Passage fourni:

Face à ces difficultés, les familles se sentent le plus souvent démunies. Quel que soit le poids des facteurs sociaux et culturels dans le développement de la toxicomanie, la plupart des études soulignent que, chez un jeune, elle peut survenir dans tous les milieux et dans des circonstances de vie variées.

Par ailleurs, l’information dont disposent les familles est partielle, voire contradictoire. Elles éprouvent une réelle difficulté à se situer par rapport aux représentations du phénomène drogue. Les discours oscillent entre culpabilisation et indifférence, les attitudes entre banalisation et dramatisation. Il existe un fossé entre le vécu des familles et le discours des spécialistes.

Malgré l’expansion des programmes de prévention auprès des jeunes dans les milieux scolaires et de loisirs, les familles ont été peu consultées, ont peu participé et leurs besoins tant en matière de prévention que d’intervention n’ont pas eu toute la considération souhaitable. La plupart des politiques d’action en matière de toxicomanie se sont appuyées sur des approches médicales ou pénales, avec pour conséquence un désengagement des familles, dépourvues de réponse et de possibilité de participation. Sur le plan des interventions et des soins, la famille, parfois considérée comme pathogène, a longtemps été tenue à l’écart des centres d’accueil ou de soins spécialisés en toxicomanie.

Soutien aux familles et valorisation de leur rôle

De nos jours, un nouveau discours émerge. On s’interroge davantage sur la situation de la famille, on en parle plus abondamment et plus sereinement. On n’a plus la même réticence à marquer son intérêt pour elle. La discussion fait place à des aspects positifs et façonne une image renouvelée, résolument moderne de la famille. Ces modifications majeures des courants de pensée sont observées, en particulier, chez les jeunes générations, qui découvrent la valeur de la famille et satisfont ainsi à leurs besoins d’ancrage et d’enracinement.

Données:

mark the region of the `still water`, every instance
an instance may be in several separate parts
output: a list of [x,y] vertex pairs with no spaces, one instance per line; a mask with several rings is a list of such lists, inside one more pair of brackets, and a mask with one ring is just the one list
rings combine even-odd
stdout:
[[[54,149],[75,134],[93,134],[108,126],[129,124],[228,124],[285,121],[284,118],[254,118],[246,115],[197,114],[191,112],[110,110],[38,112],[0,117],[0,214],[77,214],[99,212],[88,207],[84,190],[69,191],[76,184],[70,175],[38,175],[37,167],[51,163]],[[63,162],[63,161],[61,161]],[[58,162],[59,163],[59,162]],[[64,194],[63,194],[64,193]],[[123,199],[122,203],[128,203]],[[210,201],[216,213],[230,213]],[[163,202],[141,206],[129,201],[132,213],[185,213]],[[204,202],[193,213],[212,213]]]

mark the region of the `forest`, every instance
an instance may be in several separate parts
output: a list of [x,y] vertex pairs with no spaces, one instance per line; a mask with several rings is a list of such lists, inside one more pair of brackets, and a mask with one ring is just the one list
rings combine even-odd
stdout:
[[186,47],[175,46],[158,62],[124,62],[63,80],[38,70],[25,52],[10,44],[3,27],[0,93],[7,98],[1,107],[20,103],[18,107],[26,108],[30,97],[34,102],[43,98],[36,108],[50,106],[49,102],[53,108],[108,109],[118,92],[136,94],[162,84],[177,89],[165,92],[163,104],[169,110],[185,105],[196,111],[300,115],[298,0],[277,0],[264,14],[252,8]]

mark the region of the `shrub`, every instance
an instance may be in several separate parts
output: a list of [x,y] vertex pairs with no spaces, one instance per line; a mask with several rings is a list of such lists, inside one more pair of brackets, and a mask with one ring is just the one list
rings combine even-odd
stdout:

Consignes:
A. Dites si chacune de ces affirmations est conforme au passage en répondant oui ou non, avec les mots du passage qui le prouvent, cités tels quels. (i) La toxicomanie d'un jeune peut apparaître dans tous les milieux. (ii) Les familles ont été largement consultées dans les programmes de prévention. (iii) Les changements dans les courants de pensée s'observent surtout chez les personnes âgées.
B. Recopiez la partie du passage comprise entre « Malgré l’expansion des » et « spécialisés en toxicomanie. », ces deux extraits compris.

Réponses par consigne:
A.
(i) Oui : « elle peut survenir dans tous les milieux et dans des circonstances de vie variées ».
(ii) Non : « les familles ont été peu consultées ».
(iii) Non : « en particulier, chez les jeunes générations ».

B.
Malgré l’expansion des programmes de prévention auprès des jeunes dans les milieux scolaires et de loisirs, les familles ont été peu consultées, ont peu participé et leurs besoins tant en matière de prévention que d’intervention n’ont pas eu toute la considération souhaitable. La plupart des politiques d’action en matière de toxicomanie se sont appuyées sur des approches médicales ou pénales, avec pour conséquence un désengagement des familles, dépourvues de réponse et de possibilité de participation. Sur le plan des interventions et des soins, la famille, parfois considérée comme pathogène, a longtemps été tenue à l’écart des centres d’accueil ou de soins spécialisés en toxicomanie.